----- Exercise inputs -----

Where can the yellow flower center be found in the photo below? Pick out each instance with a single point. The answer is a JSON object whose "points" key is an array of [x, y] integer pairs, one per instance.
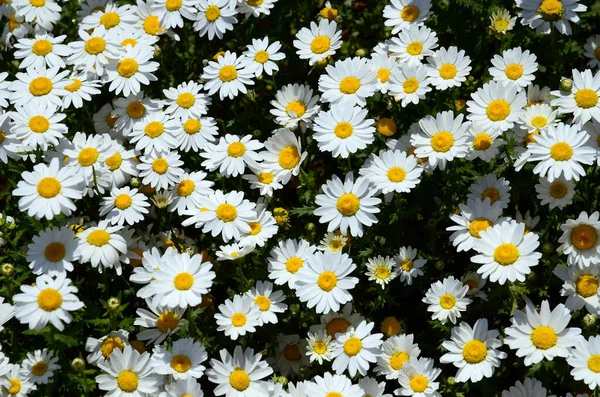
{"points": [[40, 86], [343, 130], [584, 237], [327, 281], [506, 254], [127, 381], [349, 85], [561, 151], [586, 98], [320, 44], [544, 337], [442, 141], [48, 187], [160, 166], [181, 363], [418, 383], [474, 351], [348, 204], [98, 238], [477, 225], [55, 252], [239, 379], [498, 110], [352, 346], [127, 67]]}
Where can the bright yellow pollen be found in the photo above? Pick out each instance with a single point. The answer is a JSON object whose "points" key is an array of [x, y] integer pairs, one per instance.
{"points": [[127, 381], [544, 337], [48, 187], [348, 204], [506, 254], [55, 252], [561, 151], [320, 44], [327, 281], [474, 351], [349, 85], [584, 237], [442, 141]]}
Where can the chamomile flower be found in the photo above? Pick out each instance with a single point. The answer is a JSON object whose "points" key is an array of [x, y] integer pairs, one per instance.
{"points": [[541, 335], [447, 300], [343, 130], [515, 68], [228, 75], [495, 107], [324, 281], [214, 18], [448, 68], [408, 267], [441, 139], [396, 351], [560, 152], [49, 301], [347, 205], [348, 83], [583, 99], [183, 362], [52, 251], [287, 259], [124, 205], [240, 374], [381, 270], [49, 190], [238, 316], [409, 84], [473, 351], [319, 42], [294, 106]]}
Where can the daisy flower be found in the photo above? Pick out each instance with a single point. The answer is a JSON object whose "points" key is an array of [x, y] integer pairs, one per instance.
{"points": [[515, 68], [495, 107], [580, 239], [294, 106], [408, 267], [541, 335], [287, 259], [214, 18], [381, 270], [474, 217], [355, 349], [403, 14], [448, 68], [128, 373], [133, 68], [409, 84], [319, 42], [396, 351], [348, 83], [52, 251], [447, 300], [324, 282], [228, 75], [441, 139], [561, 151], [240, 374], [347, 205], [343, 130], [49, 190], [582, 101], [473, 351], [124, 205], [49, 301]]}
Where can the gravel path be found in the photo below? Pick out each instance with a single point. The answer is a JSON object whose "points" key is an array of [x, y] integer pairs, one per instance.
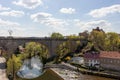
{"points": [[2, 69]]}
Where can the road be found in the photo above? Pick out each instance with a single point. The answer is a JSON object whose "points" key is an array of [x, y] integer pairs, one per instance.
{"points": [[3, 69]]}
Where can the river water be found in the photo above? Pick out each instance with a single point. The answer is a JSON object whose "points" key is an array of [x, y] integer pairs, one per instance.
{"points": [[31, 68]]}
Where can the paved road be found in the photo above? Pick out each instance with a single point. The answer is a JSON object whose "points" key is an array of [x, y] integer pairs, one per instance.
{"points": [[2, 69]]}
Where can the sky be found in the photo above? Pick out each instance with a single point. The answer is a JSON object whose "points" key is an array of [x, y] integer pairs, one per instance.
{"points": [[40, 18]]}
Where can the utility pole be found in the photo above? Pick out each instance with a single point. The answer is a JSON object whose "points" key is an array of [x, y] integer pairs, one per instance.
{"points": [[10, 32]]}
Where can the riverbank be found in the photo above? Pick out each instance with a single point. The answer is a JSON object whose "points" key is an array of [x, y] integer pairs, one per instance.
{"points": [[47, 75], [69, 72], [103, 73]]}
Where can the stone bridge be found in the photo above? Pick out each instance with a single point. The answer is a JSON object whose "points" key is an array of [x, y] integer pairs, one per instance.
{"points": [[10, 44]]}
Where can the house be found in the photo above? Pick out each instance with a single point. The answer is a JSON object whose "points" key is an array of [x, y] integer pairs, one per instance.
{"points": [[77, 60], [91, 59], [110, 60], [105, 59]]}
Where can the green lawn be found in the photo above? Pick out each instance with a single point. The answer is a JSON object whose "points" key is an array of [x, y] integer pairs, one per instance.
{"points": [[48, 75]]}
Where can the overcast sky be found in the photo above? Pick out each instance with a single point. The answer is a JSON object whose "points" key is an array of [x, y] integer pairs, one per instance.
{"points": [[42, 17]]}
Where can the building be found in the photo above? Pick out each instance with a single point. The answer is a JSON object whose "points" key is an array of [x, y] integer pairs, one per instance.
{"points": [[106, 60], [91, 59], [77, 60], [110, 60]]}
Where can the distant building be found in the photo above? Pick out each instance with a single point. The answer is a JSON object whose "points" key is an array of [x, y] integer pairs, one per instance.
{"points": [[91, 59], [106, 60], [110, 60], [84, 34], [77, 60], [98, 29]]}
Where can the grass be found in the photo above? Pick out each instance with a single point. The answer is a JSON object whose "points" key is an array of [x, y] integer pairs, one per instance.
{"points": [[48, 75]]}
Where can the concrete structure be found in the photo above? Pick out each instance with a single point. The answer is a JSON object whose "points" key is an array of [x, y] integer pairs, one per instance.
{"points": [[10, 44], [91, 59], [106, 60], [110, 60], [77, 60]]}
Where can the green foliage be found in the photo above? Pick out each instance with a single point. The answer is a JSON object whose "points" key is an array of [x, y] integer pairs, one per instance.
{"points": [[33, 48], [73, 37], [98, 39], [65, 48], [105, 41], [13, 65], [56, 35]]}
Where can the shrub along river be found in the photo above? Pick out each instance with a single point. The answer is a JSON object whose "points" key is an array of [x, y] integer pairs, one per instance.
{"points": [[33, 68]]}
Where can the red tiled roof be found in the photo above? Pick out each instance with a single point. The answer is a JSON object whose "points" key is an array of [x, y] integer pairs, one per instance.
{"points": [[110, 54]]}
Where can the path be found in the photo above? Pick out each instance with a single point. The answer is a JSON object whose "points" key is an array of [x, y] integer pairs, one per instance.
{"points": [[3, 69]]}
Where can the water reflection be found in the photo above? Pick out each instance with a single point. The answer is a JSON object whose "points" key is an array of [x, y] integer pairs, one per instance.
{"points": [[31, 68]]}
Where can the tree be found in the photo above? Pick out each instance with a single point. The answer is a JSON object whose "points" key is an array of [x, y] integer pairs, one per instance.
{"points": [[33, 48], [73, 37], [56, 35], [13, 65], [98, 39], [112, 41], [66, 48]]}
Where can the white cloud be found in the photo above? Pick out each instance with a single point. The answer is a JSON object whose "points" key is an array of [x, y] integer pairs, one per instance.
{"points": [[49, 20], [93, 24], [6, 23], [30, 4], [12, 13], [105, 11], [3, 8], [67, 10]]}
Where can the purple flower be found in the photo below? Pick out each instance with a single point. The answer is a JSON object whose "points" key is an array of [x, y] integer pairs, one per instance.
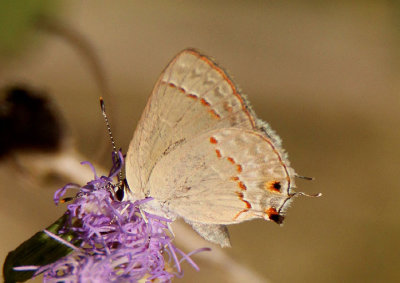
{"points": [[119, 242]]}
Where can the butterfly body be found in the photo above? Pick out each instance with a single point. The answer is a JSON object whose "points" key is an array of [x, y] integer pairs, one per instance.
{"points": [[202, 154]]}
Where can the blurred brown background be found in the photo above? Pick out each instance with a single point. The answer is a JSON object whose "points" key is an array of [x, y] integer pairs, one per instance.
{"points": [[324, 75]]}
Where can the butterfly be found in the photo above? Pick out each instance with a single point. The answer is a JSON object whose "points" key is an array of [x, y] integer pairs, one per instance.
{"points": [[202, 154]]}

-----

When you restate the listing, keep every word as it is and drop the pictures.

Where can the yellow flower center be found in the photo below? Pick out each instance with a single point. The answer is a JSON object whose "points" key is an array of [x, y] integer pairs, one per instance.
{"points": [[40, 86], [343, 130], [584, 237], [327, 281], [506, 254], [127, 381], [349, 85], [561, 151], [586, 98], [320, 44], [544, 337], [442, 141], [48, 187], [160, 166], [181, 363], [418, 383], [474, 351], [348, 204], [98, 238], [477, 225], [55, 252], [239, 379], [498, 110], [352, 346], [127, 67]]}
Where can the bright yellow pollen be found in the photo above? Pick out each instance with a single point. The answer is a JSON object whose "points" key is an array of [x, y] integer pairs, one per instance.
{"points": [[127, 381], [544, 337], [48, 187], [348, 204], [506, 254], [55, 252], [561, 151], [320, 44], [327, 281], [474, 351], [349, 85], [584, 237], [442, 141]]}
Where can the chamomile flower be found in the photo above? Pick out each instance with a single point. The answer is a JSON object whose "points" key is an array of [x, y] integer pairs, one per instance.
{"points": [[541, 335], [447, 300], [343, 130], [515, 68], [228, 75], [495, 107], [324, 281], [214, 18], [448, 68], [408, 267], [441, 139], [396, 351], [560, 152], [49, 301], [347, 205], [348, 83], [583, 99], [183, 362], [52, 251], [287, 259], [124, 205], [240, 374], [381, 270], [49, 190], [238, 316], [409, 84], [473, 351], [319, 42], [294, 106]]}
Where can the daisy flower be found in the photo above? Pick out each instance with a single point. The answer is a JSON object whose "points" key is an array of [x, y] integer pairs, one per instance.
{"points": [[515, 68], [495, 107], [580, 239], [294, 106], [408, 267], [541, 335], [287, 259], [214, 18], [381, 270], [474, 217], [355, 349], [403, 14], [448, 68], [128, 373], [133, 68], [409, 84], [319, 42], [396, 351], [348, 83], [52, 251], [447, 300], [324, 282], [228, 75], [441, 139], [561, 151], [240, 374], [347, 205], [343, 130], [49, 190], [582, 101], [473, 351], [124, 205], [49, 301]]}
Where can the gravel path be found in the photo below? Pick out each instance with a single point. The answer is a JSON object whose "points" key is an array of [x, y] integer pairs, one per instance.
{"points": [[2, 69]]}
Where can the road be found in the photo above? Pick out each instance with a single point. The answer is a JSON object whose "points" key is an array of [x, y] integer pairs, one per instance.
{"points": [[3, 69]]}
Where can the river water be found in the photo above? Pick out each instance with a single point. The answer is a JSON object whose "points" key is an array of [x, y] integer pairs, one per instance.
{"points": [[31, 68]]}
Where can the paved road be found in the photo above? Pick out each instance with a single point. The answer is a JSON object whose "points" key is an array of [x, y] integer pairs, one per instance.
{"points": [[2, 69]]}
Where can the sky be found in the photo above? Pick out each instance with a single point. The answer is a JSON object whose "points" key is an array of [x, y] integer pairs, one per instance.
{"points": [[40, 18]]}
Where can the utility pole be found in the photo above? Pick out each instance with a single point. The answer is a JSON object whose "points" key is an array of [x, y] integer pairs, one per instance.
{"points": [[10, 32]]}
Where can the riverbank be found in the photo above? Pick out each instance with a single point. The answer is a JSON object whose "points" key is an array of [x, y] integer pairs, one per instance.
{"points": [[47, 75], [69, 72], [103, 73]]}
Where can the stone bridge be found in the photo above? Pick out each instance with a single point. The answer is a JSON object whose "points" key is an array of [x, y] integer pairs, one per instance.
{"points": [[10, 44]]}
Where can the house be found in the photo above? Pick out each instance with a single point. The answer is a JSON object whose "points" key is an array of [x, y] integer pairs, one per instance.
{"points": [[77, 60], [91, 59], [110, 60], [105, 59]]}
Where can the green lawn be found in the photo above? Pick out each instance with a single point. The answer is a JSON object whose "points" key is an array of [x, y] integer pairs, one per instance.
{"points": [[48, 75]]}
Where can the overcast sky be found in the photo above? Pick out each instance with a single point. The answer is a JSON object whose "points" key is an array of [x, y] integer pairs, one per instance.
{"points": [[42, 17]]}
Where can the building be found in the photo above? Pick out each instance with a single point. The answer is a JSON object whose "points" key is an array of [x, y] integer pairs, one per instance.
{"points": [[106, 60], [91, 59], [77, 60], [110, 60]]}
Where can the distant building be found in the photo above? Pick out each instance with a single point. The answer is a JSON object whose "points" key is an array of [x, y] integer pairs, one per instance.
{"points": [[91, 59], [106, 60], [110, 60], [84, 34], [77, 60], [98, 29]]}
Where can the grass be found in the photo above? Pick out each instance with a single point. The answer is a JSON object whose "points" key is an array of [x, y] integer pairs, one per instance.
{"points": [[48, 75]]}
Where can the concrete structure be found in the photo above? Pick out each instance with a single point. The answer is a JSON object whose "points" key is an array of [x, y] integer pairs, one per instance.
{"points": [[10, 44], [91, 59], [106, 60], [110, 60], [77, 60]]}
Where can the green foliage be found in the photo above? Pick out each instance with a single point. The answer is a JSON object whose "points" key is an array of [x, y] integer pairs, one per instance.
{"points": [[33, 48], [73, 37], [98, 39], [65, 48], [105, 41], [13, 65], [56, 35]]}
Where can the shrub along river be found in the photo above? Pick out each instance with a single point. The answer is a JSON object whose "points" key is an array of [x, y] integer pairs, one per instance.
{"points": [[33, 68]]}
Where can the red tiled roof be found in the photo above? Pick out each instance with a single point. The answer is a JSON object whose "points" key is an array of [x, y] integer pairs, one per instance.
{"points": [[110, 54]]}
Where can the path be found in the photo above? Pick out each instance with a single point. The answer is a JSON object whose "points" key is an array of [x, y] integer pairs, one per instance.
{"points": [[3, 69]]}
Where can the water reflection be found in the photo above? Pick out each instance with a single point. The answer is a JSON object whose "points" key is an array of [x, y] integer pairs, one per instance.
{"points": [[31, 68]]}
Where can the tree be found in the photo above? Pick out each instance with a single point. The answer is a JSON object whose "points" key is an array of [x, y] integer pairs, one per instance.
{"points": [[33, 48], [73, 37], [56, 35], [13, 65], [98, 39], [112, 41], [66, 48]]}
Where can the white cloud be found in the photo above? Pick out each instance with a single point. The answer is a JSON object whose "points" key is an array of [x, y] integer pairs, one per instance.
{"points": [[49, 20], [93, 24], [6, 23], [30, 4], [12, 13], [105, 11], [3, 8], [67, 10]]}
Where can the purple flower be found in the photo below? Pick out each instance with a single point. The answer is a JSON object whose "points" key is an array of [x, y] integer pairs, one per instance.
{"points": [[119, 242]]}
Where can the butterfly body be found in the photo above? Pick out each instance with a single point. The answer is a JSON object whose "points" key is an array of [x, y] integer pairs, one per instance.
{"points": [[202, 154]]}
Where can the blurred brown background be found in the photo above? Pick out each instance with a single point. The answer is a JSON object whose "points" key is an array of [x, y] integer pairs, one per instance.
{"points": [[324, 75]]}
Where can the butterfly be found in the photo above? Pick out each instance with a single point. The answer is a JSON object whose "points" key is an array of [x, y] integer pairs, one per instance.
{"points": [[202, 154]]}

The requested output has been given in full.